*** Opening SELECTED EXCERPT ***

Marilyn's Payne Whitney Mistake

Contrary to the face she presented to her public, Marilyn’s mood mirrored the cold and wintry streets of Manhattan. Let’s Make Love and The Misfits did not receive the type of generally favorable reviews she had come to expect; and many of the films’ critical reviews maligned her physical appearance. Her marriage to Arthur Miller awaited final dissolution while her negotiations with NBC television to portray Sadie Thompson in a dramatization of Somerset Maugham’s Rain finally ended unsuccessfully. In short, Marilyn was saddened and depressed, in a somber mood that concerned Dr. Marianne Kris, her therapist at the time.

Motivated by her concern, Dr. Kris suggested that Marilyn should consider entering the hospital for rest and recuperation. Marilyn agreed to do just that. So on Sunday, the 5th of February, Dr. Kris drove Marilyn to New York Hospital where, under the assumed name of Faye Miller, she admitted herself for what she thought was going to be a comfortable and peaceful respite; but that would not be the case. Instead of a normal hospital room, orderlies escorted Marilyn to the Payne Whitney Clinic, the psychiatric section of New York Hospital, where she was locked in a padded room and treated like she was crazy. Eventually, Joe DiMaggio secured her release, essentially rescued her. Then with DiMaggio’s assistance, and guidance from Dr. Kris, Marilyn checked into the Neurological Institute of Columbia-Presbyterian Medical Center, where she rested and recuperated for twenty-three days.

*** Closing SELECTED EXCERPT ***

**TASK DETAILS:**
Rewrite the part of the passage about Marilyn's hospital stay that starts with "Marilyn's Payne Whitney" and ends with "at the time.", swapping "Manhattan" for "Brooklyn". Use only the passage about Marilyn's hospital stay.

*** Opening EXTRACTED MATERIAL ***

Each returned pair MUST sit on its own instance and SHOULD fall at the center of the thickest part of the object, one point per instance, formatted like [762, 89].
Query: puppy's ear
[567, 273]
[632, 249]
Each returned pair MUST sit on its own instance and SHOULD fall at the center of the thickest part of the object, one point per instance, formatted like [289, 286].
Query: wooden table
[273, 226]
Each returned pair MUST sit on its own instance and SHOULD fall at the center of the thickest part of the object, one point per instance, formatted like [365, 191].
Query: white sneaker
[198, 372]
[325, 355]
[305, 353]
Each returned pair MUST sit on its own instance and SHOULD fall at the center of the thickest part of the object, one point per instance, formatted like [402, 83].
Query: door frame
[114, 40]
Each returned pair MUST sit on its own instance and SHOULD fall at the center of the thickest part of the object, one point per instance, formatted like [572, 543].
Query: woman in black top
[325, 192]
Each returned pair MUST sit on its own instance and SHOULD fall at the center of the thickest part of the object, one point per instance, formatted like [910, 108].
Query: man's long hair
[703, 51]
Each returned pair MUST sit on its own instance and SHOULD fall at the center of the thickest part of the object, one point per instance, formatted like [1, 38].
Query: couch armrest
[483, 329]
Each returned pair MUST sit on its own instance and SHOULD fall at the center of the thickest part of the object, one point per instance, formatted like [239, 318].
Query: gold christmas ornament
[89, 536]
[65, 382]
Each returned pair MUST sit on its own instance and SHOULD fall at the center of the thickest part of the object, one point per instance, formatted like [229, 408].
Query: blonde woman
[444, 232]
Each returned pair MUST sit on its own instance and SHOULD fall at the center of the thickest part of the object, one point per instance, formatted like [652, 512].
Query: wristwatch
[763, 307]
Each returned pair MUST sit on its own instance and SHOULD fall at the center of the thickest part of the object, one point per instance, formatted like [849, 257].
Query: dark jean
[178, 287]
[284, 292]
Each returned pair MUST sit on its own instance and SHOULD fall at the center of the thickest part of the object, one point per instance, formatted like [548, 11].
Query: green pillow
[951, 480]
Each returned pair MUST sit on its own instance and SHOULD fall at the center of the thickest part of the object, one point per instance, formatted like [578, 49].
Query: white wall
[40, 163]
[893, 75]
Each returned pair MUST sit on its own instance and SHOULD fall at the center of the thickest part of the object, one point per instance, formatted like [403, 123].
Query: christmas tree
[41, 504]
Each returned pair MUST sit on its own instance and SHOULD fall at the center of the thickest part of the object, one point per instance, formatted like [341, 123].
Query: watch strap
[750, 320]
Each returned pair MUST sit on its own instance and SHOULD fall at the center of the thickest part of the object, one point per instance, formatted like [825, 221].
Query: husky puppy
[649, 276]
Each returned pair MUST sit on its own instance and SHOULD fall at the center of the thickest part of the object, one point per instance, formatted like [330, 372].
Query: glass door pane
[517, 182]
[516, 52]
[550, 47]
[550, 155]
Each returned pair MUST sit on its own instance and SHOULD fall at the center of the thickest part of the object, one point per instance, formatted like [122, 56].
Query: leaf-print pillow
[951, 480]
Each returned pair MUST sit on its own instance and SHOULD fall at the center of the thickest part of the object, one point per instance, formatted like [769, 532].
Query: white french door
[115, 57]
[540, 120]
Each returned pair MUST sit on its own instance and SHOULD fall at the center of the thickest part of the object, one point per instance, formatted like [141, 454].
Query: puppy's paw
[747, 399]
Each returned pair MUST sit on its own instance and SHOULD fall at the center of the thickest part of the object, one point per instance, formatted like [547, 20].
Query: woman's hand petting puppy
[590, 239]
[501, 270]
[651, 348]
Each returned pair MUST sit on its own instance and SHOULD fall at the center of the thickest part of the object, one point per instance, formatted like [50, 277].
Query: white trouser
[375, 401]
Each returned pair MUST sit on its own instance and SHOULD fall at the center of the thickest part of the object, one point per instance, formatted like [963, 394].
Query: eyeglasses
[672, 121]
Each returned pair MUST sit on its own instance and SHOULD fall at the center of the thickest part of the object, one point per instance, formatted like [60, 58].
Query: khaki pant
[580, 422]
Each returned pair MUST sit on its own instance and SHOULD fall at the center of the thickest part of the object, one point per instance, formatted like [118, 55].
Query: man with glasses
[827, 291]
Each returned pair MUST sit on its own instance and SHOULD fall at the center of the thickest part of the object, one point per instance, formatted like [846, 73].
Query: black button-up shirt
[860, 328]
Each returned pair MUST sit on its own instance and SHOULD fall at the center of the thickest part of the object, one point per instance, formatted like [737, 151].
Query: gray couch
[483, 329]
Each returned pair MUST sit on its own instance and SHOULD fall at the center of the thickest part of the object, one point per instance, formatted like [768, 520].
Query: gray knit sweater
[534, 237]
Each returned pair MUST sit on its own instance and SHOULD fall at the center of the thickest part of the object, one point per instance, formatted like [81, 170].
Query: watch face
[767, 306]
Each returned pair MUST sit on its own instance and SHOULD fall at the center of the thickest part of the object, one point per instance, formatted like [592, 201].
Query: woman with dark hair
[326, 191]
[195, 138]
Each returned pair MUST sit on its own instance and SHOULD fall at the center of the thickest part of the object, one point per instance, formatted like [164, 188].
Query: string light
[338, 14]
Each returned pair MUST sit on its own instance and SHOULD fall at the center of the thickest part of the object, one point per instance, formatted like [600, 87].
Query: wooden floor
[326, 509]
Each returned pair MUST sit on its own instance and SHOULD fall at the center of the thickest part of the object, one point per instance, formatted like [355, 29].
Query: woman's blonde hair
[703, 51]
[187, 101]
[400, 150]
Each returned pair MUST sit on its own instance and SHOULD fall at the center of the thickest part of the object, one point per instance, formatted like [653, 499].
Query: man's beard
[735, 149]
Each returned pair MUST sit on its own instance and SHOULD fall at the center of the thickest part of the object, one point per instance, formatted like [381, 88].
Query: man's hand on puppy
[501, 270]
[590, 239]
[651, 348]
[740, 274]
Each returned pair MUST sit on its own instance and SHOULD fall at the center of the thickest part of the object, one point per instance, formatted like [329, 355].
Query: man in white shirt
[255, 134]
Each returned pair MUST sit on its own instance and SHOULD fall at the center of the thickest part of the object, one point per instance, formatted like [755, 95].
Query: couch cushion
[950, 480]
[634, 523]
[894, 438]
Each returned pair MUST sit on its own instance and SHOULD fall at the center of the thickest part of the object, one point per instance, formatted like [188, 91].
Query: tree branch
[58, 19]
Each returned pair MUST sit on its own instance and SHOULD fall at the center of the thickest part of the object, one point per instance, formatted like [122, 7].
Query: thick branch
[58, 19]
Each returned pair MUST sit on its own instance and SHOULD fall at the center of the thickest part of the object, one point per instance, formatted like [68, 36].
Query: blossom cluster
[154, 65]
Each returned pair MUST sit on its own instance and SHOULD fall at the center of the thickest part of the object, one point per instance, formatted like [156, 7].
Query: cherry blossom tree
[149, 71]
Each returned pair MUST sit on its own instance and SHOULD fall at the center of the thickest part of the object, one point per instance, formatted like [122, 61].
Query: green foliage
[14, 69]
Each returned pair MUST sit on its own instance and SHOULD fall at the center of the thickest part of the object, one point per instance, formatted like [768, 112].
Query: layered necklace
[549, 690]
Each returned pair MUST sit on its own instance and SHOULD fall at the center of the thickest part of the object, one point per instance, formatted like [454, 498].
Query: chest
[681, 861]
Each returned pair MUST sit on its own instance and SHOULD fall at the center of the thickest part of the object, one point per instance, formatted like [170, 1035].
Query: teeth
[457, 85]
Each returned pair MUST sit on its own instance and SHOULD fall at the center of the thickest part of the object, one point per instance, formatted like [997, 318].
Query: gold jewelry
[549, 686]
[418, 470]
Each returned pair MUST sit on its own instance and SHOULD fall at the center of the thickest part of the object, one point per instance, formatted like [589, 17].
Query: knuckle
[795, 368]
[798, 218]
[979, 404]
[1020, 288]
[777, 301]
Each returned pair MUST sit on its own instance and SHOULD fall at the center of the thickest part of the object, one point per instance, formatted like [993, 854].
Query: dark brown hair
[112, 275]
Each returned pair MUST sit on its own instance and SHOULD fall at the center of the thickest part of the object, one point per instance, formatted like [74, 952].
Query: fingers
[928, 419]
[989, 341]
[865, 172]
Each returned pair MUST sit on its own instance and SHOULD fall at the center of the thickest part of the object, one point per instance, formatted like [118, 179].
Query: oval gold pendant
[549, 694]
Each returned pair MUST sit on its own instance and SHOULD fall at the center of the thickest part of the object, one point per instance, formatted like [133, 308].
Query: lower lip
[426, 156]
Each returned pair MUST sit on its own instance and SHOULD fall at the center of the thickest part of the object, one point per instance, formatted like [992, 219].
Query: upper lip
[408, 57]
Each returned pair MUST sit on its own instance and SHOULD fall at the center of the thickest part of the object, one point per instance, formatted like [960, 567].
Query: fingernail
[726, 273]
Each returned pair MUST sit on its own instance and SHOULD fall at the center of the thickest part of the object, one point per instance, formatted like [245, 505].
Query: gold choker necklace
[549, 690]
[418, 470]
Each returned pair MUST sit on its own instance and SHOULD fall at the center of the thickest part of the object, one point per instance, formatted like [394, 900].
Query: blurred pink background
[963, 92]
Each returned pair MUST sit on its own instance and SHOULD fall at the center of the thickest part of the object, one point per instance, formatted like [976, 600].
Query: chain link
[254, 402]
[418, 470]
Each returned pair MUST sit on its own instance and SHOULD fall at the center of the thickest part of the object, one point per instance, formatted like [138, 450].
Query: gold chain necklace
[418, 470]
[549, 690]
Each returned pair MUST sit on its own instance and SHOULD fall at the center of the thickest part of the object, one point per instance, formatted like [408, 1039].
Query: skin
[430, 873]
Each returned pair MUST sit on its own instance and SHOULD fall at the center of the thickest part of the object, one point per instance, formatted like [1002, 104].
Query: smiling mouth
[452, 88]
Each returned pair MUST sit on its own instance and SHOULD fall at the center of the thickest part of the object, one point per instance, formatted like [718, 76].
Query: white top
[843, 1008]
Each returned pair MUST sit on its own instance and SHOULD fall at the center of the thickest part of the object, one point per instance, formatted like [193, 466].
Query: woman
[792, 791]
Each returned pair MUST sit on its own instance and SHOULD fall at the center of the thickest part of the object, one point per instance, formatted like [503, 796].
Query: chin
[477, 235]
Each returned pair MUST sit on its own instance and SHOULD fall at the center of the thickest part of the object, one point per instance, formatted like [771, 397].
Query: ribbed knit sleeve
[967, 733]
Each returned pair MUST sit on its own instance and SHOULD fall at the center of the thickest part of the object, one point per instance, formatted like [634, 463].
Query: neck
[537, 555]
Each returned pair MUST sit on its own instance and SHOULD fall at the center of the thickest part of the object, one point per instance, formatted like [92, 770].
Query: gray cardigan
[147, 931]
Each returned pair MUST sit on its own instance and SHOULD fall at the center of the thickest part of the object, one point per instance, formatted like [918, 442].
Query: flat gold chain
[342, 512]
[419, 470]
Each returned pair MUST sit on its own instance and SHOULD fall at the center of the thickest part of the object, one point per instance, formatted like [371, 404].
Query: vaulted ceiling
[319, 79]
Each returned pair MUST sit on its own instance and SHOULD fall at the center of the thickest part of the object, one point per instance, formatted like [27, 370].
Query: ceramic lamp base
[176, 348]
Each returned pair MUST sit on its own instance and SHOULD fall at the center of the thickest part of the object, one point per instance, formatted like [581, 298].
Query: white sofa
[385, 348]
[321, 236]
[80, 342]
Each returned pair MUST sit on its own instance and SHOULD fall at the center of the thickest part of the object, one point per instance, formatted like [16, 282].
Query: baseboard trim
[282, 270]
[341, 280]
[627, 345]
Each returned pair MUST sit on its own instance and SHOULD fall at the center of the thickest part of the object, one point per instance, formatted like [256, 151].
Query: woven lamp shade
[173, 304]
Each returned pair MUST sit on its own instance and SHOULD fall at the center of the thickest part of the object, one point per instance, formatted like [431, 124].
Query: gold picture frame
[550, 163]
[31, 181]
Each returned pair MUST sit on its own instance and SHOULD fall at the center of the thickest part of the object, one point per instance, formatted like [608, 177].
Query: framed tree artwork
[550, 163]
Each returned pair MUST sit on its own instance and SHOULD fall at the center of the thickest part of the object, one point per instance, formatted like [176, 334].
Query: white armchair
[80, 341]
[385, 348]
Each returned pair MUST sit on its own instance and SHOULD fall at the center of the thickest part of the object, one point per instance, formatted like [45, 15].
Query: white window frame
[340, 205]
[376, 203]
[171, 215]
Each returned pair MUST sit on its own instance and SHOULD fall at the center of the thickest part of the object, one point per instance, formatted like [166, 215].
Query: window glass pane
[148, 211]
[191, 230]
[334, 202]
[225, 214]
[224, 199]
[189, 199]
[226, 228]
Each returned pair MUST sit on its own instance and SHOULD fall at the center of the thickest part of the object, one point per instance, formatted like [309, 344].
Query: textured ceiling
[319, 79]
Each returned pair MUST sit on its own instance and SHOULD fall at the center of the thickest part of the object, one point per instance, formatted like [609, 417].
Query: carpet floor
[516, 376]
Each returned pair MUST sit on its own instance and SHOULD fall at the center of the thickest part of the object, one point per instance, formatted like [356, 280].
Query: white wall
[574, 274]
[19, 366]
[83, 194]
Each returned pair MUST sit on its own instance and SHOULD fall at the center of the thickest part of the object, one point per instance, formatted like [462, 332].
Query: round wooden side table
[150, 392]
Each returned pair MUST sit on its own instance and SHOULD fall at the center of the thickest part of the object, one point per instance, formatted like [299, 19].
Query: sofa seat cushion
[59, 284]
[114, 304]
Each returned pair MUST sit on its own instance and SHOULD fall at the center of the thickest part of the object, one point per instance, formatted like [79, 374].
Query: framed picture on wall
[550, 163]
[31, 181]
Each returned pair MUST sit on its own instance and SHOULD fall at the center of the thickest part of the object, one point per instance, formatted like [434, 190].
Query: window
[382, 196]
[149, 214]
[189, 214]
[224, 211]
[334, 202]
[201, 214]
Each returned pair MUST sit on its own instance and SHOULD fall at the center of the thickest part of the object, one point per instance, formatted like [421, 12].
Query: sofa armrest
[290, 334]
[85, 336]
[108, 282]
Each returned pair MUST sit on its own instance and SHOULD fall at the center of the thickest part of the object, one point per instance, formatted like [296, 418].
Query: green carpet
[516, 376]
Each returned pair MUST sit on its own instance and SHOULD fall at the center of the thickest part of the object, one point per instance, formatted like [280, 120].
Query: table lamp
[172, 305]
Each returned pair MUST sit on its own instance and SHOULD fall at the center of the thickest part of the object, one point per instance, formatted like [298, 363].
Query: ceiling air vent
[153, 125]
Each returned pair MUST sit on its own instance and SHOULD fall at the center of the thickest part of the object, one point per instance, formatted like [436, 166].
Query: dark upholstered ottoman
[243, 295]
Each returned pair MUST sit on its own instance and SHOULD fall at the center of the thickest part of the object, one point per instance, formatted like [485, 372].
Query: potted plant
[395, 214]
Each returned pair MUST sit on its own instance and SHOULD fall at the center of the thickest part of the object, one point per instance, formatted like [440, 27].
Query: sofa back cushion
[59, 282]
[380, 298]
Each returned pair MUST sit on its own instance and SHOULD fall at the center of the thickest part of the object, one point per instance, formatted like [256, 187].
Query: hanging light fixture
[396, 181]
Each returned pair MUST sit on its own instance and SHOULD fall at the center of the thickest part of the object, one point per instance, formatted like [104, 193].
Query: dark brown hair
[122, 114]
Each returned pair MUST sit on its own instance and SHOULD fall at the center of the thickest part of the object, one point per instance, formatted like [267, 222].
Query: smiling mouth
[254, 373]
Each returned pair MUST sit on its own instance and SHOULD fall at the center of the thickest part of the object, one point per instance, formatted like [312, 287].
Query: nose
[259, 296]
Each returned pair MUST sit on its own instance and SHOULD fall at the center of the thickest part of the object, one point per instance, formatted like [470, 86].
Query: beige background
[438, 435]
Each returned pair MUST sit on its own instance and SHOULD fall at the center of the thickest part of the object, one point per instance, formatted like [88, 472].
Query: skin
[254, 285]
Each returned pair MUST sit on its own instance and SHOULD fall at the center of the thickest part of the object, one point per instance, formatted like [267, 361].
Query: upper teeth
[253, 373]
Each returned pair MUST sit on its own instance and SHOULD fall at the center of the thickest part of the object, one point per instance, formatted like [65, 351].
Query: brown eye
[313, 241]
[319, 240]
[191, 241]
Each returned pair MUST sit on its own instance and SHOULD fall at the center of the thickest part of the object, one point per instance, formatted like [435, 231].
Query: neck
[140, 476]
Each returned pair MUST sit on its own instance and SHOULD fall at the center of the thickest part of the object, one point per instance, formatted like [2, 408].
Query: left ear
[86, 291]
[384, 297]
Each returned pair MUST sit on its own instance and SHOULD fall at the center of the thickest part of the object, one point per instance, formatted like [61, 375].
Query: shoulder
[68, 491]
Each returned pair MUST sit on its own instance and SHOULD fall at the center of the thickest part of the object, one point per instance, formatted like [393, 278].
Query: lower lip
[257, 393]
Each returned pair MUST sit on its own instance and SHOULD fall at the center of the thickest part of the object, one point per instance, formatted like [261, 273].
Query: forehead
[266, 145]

*** Closing EXTRACTED MATERIAL ***

**REPLY:**
Marilyn's Payne Whitney Mistake

Contrary to the face she presented to her public, Marilyn’s mood mirrored the cold and wintry streets of Brooklyn. Let’s Make Love and The Misfits did not receive the type of generally favorable reviews she had come to expect; and many of the films’ critical reviews maligned her physical appearance. Her marriage to Arthur Miller awaited final dissolution while her negotiations with NBC television to portray Sadie Thompson in a dramatization of Somerset Maugham’s Rain finally ended unsuccessfully. In short, Marilyn was saddened and depressed, in a somber mood that concerned Dr. Marianne Kris, her therapist at the time.